SUPPLIED PASSAGE =
BEGIN

Ghanaian broadcast journalist

Victor Ferkah (born 9 October 1986) is a Ghanaian broadcast journalist and radio personality who currently works for Sky FM (96.7) Ghana as part of his community service. Aside from radio, he works full-time as a senior administrative assistant at the University of Energy and Natural Resources in Sunyani. Ferkah is also the Founder and CEO of the Ferk Relief Foundation, a non-governmental organization based in Sunyani, Ghana. He is a graduate of the Catholic University College of Ghana (Fiapre) and a student of law.

==Early life==
Ferkah began his early education at Light International School at Wamfie, completed his Junior High School education at Voice of Deliverance Junior High School, Berekum in 2004 and went on to attend the Kumasi High School in 2004. After his high school education, he attended the Catholic University College of Ghana, Fiapre, where he offered a Program in Public Health and Allied Sciences (Health Management option).

==Personal==
Ferkah is the eldest child of David Okrah and Comfort Sekyeraa. His father is from Nsonsonmea, a suburb of Sampa in the Jaman North District of Ghana who served as a Purchasing Clerk for the Produce Buying Company at Sefwi, Bonsu-Nkwanta in the Western North Region. Aside from this, he is also a cocoa farmer. His mother, Comfort Sekyeraa, is a farmer from the village of Gonasua in the Jaman South District of Ghana.

==Journalism career==
Ferkah was among few persons selected by University of Energy and Natural Resources in Sunyani, to start a campus-based radio station, Greena FM in Sunyani, Ghana. In 2019, he joined Sky FM (96.7) where he currently serves as a broadcast journalist.

END

WORK INSTRUCTION =
According to the biography of the Ghanaian journalist, why does Victor Ferkah work at Sky FM (96.7)? Explain in one to three sentences. The material that follows was taken from a separate source.

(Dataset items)
BEGIN

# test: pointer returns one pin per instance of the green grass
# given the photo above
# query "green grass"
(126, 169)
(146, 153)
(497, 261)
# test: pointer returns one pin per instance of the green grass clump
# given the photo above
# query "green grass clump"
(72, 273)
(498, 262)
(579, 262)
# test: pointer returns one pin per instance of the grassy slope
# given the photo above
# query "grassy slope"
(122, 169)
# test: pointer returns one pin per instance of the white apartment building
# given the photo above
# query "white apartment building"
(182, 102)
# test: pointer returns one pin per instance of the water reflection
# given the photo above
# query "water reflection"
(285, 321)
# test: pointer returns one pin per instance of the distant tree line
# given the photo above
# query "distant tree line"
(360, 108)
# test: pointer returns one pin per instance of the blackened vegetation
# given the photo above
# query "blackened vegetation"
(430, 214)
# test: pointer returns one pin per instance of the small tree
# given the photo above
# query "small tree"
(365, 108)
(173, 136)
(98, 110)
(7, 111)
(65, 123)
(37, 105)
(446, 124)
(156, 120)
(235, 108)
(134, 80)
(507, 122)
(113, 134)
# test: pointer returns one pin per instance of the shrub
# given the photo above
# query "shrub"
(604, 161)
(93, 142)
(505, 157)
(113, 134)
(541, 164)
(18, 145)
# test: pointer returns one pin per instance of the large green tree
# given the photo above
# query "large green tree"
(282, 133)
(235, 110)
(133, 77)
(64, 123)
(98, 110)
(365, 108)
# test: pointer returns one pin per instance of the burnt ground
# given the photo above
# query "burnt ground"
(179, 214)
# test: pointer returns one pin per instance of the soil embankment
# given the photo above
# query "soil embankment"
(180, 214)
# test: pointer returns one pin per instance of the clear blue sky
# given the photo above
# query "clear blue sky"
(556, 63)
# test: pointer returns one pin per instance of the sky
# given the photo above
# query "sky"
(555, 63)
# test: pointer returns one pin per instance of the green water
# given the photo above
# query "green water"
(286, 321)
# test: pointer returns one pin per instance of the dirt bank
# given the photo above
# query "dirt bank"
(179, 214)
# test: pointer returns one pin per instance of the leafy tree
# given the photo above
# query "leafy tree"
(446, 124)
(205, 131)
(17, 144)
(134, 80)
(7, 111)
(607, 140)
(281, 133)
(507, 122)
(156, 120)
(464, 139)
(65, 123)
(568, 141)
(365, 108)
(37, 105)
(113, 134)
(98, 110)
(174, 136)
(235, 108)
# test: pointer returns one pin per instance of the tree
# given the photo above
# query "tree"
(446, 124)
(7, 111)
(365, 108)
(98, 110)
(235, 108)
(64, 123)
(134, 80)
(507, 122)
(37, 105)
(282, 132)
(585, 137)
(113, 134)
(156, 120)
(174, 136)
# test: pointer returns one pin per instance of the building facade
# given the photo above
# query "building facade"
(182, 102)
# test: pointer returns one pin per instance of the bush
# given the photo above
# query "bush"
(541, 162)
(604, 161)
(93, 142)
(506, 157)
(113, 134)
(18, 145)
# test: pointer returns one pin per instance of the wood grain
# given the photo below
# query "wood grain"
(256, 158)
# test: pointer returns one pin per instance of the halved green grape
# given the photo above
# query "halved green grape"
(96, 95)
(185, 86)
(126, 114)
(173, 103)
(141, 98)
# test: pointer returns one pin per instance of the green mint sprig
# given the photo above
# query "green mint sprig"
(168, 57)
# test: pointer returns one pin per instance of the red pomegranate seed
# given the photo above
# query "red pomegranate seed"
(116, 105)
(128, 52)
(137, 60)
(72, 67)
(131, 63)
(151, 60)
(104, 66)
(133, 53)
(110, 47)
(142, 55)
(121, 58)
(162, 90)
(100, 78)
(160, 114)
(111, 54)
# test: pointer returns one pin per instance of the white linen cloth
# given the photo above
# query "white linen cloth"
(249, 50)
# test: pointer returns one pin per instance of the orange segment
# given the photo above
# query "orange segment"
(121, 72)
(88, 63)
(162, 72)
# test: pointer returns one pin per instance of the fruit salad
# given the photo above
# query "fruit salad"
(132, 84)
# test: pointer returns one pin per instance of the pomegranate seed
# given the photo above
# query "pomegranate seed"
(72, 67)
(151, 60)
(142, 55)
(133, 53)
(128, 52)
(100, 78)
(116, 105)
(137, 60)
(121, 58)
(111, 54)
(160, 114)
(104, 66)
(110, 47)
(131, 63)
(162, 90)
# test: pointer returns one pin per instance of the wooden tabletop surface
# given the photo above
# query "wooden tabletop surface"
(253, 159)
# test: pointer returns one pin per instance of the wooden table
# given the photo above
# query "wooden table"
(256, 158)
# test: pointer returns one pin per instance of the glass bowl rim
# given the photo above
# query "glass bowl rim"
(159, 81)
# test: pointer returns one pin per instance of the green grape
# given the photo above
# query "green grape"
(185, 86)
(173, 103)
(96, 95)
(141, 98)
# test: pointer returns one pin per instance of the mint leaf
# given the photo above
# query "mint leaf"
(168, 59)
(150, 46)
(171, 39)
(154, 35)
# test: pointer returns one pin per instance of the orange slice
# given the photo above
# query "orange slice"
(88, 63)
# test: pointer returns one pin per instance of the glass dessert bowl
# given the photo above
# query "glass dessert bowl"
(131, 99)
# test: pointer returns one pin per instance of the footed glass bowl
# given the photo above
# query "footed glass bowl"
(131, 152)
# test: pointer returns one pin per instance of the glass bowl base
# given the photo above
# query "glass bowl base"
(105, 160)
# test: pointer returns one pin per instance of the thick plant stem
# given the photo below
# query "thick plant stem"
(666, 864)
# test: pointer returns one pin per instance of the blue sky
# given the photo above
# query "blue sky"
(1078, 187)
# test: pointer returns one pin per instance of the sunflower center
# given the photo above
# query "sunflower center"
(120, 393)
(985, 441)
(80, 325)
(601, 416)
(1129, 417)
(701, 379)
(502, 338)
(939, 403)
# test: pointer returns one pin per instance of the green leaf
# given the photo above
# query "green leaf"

END

SOLUTION =
Ferkah works at Sky FM (96.7) as part of his community service. Radio is not his full-time job. He is employed full-time as a senior administrative assistant at the University of Energy and Natural Resources in Sunyani.